-- START OF Data for this task --

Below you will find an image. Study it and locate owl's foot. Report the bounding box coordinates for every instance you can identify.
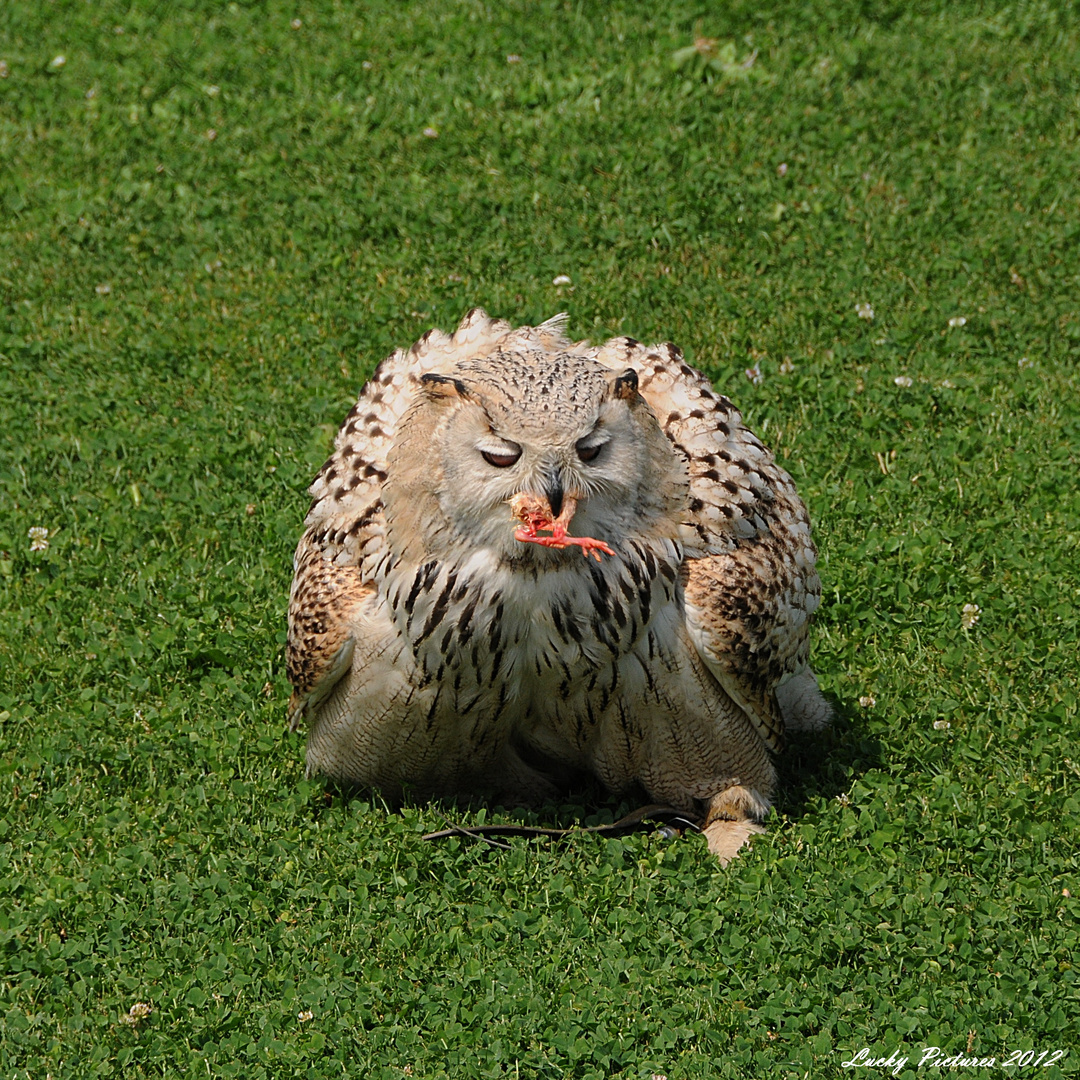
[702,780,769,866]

-- END OF Data for this task --
-- START OF Data for this task --

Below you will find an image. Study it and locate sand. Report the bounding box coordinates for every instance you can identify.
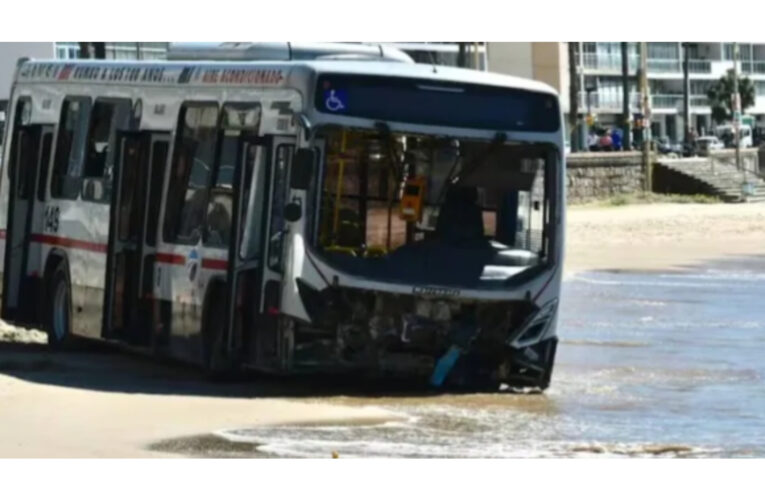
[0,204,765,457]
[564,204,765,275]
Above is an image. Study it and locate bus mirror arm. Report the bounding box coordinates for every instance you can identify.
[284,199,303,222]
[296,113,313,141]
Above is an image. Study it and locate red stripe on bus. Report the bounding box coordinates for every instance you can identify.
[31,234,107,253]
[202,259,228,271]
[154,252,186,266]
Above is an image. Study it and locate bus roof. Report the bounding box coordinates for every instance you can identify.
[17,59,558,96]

-- END OF Data for this task --

Problem requirements: Copy word for word the rows from the line with "Above is an image. Study it and locate bus roof." through the line with "[17,59,558,96]", both lines included.

Result for this exercise:
Above is an image. Study it and locate bus roof. Report the bounding box coordinates for every instance you can identify.
[17,59,558,96]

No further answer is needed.